The answer is the set of lines that include "location", copied from the data below.

Natural-language object grounding data
★ ★ ★ ★ ★
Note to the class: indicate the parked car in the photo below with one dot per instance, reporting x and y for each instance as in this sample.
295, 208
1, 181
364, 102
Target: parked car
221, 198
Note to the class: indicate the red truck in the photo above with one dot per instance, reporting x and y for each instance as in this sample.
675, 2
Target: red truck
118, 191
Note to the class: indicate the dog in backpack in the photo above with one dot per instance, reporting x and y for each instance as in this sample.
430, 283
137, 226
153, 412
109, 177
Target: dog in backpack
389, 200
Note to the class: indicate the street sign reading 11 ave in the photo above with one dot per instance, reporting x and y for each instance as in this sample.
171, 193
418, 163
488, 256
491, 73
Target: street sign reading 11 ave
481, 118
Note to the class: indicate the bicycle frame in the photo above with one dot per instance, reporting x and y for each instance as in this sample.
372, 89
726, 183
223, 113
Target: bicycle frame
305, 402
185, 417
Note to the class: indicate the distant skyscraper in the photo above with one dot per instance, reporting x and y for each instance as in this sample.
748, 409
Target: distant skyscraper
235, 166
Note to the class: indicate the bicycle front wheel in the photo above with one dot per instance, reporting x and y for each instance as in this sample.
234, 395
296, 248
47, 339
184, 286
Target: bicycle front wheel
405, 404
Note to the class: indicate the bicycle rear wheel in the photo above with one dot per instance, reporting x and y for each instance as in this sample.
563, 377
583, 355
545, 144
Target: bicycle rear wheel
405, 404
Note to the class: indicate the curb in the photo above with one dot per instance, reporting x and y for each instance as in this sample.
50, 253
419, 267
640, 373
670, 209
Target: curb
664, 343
★ ★ ★ ★ ★
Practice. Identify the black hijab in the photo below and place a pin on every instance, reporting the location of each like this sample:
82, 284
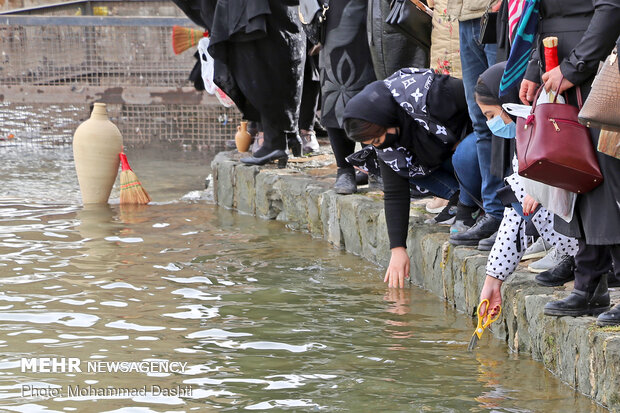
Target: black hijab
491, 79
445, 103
★ ★ ★ ★ ★
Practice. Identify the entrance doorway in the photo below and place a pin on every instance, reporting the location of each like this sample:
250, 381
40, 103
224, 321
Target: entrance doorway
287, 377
★ ★ ★ ★ ★
**EXERCISE RESPONSE**.
Practice. Identify the black hijab in the photo below and place a pin on every instance, reporting the location of each like this sample:
Practice. Identify the entrance doorway in the photo below and place a pin on every instance, reporting the location of each like this sample:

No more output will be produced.